*Provided entries*:
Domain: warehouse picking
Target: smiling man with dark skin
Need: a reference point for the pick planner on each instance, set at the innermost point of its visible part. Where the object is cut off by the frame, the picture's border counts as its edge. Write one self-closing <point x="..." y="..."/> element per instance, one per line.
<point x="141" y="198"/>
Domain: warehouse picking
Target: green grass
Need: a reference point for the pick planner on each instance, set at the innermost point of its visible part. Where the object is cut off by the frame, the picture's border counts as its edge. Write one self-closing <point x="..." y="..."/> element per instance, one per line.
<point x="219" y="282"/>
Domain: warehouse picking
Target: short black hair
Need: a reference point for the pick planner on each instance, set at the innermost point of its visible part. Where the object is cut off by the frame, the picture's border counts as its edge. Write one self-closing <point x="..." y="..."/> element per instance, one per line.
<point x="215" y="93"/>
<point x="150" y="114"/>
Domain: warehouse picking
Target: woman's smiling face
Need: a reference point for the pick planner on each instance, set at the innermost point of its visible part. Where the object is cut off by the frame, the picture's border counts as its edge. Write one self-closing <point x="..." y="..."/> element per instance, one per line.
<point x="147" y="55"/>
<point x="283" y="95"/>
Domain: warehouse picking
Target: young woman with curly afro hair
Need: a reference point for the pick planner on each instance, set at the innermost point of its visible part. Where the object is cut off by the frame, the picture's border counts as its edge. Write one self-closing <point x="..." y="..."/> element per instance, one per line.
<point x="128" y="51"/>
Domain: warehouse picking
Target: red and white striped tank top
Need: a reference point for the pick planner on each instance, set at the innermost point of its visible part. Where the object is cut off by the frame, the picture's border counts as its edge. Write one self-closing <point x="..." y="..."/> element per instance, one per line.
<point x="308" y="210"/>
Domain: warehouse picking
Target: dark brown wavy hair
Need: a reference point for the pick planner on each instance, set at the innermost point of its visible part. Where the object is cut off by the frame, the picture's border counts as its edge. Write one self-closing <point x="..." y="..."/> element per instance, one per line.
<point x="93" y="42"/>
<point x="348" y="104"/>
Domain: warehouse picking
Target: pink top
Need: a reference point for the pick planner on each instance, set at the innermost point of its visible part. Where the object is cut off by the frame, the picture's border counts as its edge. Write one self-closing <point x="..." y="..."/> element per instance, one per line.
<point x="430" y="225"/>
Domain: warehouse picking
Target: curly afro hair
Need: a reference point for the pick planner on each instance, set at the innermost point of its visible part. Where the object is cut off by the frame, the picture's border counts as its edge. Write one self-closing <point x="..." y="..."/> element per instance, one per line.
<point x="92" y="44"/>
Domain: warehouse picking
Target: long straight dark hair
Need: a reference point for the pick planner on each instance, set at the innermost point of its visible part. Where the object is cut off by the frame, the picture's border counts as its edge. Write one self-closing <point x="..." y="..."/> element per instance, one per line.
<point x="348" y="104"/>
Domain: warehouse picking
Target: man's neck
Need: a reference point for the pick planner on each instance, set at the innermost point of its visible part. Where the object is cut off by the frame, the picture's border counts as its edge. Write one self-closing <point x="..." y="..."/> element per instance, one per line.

*Objective*: Reproduce all of the data above line for line, without changing anything.

*Completed exercise*:
Domain: warehouse picking
Target: smiling man with dark skin
Need: a reference point for the pick planner on each instance, set at the innermost point of its visible part. Where the object is cut off by the frame, the picture's border counts as its edge. Write one self-closing <point x="..." y="..."/> element per instance, one per line.
<point x="141" y="198"/>
Domain: warehouse picking
Target: green grass
Need: a reference point for the pick planner on each instance, set at the innermost point of its visible part. Where the object is cut off by the frame, the picture's border counts as its edge. Write one self-closing <point x="..." y="..."/> element per instance, one per line.
<point x="219" y="282"/>
Domain: warehouse picking
Target: short black hair
Need: a reference point for the pick planner on each instance, set at the innermost point of its visible part. Where the object is cut off by the frame, the picture's border counts as its edge. Write one self-closing <point x="..." y="..."/> element per instance, one per line.
<point x="215" y="93"/>
<point x="150" y="114"/>
Domain: warehouse picking
Target: woman's smiling face
Need: a reference point for the pick planner on each instance, set at the innermost point of its visible part. Where the object is cut off by the frame, the picture's border counts as its edge. Write one self-closing <point x="..." y="..."/> element per instance, one per line.
<point x="147" y="55"/>
<point x="283" y="95"/>
Domain: warehouse picking
Target: young woman with curly afro hair
Need: a reference point for the pick planner on each instance, set at the innermost point of its visible part. Where the object is cut off by the frame, the picture's border counts as its edge. Write one self-closing <point x="..." y="..."/> element per instance, one per line.
<point x="128" y="51"/>
Domain: warehouse picking
Target: red and white striped tank top
Need: a reference point for the pick planner on each instance, set at the innermost point of its visible part. Where the object is cut off by the frame, the picture's border counts as its edge. Write one self-closing <point x="..." y="..."/> element per instance, one per line.
<point x="308" y="210"/>
Domain: warehouse picking
Target: dark brown wavy hair
Need: a reference point for the pick planner on each instance, set at the innermost point of its visible part. Where the object is cut off by the frame, the picture's border counts as its edge. Write one self-closing <point x="..." y="..."/> element per instance, one per line.
<point x="93" y="42"/>
<point x="348" y="104"/>
Domain: warehouse picking
Target: pink top
Need: a reference point for the pick planner on each instance, set at the innermost point of its visible part. Where the object is cut off by the frame, the picture's border counts as its edge. Write one self-closing <point x="..." y="..."/> element per instance, one per line.
<point x="430" y="225"/>
Domain: warehouse picking
Target: curly afro hair
Need: a reference point for the pick planner on each instance, set at the innermost point of its visible part. Where the object is cut off by the frame, the picture's border counts as its edge. Write one self-closing <point x="..." y="..."/> element per instance, one per line.
<point x="92" y="44"/>
Domain: warehouse picking
Target: long straight dark hair
Need: a reference point for the pick planner on each instance, set at the innermost point of its visible part. Where the object is cut off by the frame, the picture's border counts as its edge. Write one self-closing <point x="..." y="..."/> element per instance, one per line.
<point x="348" y="104"/>
Domain: warehouse picking
Target: man's neck
Need: a reference point for the pick planner on each instance, set at the innermost point of its visible part. Where the object is cut off by the frame, the picture's border counts as its edge. Write one self-closing <point x="..." y="..."/> element per instance, one per line.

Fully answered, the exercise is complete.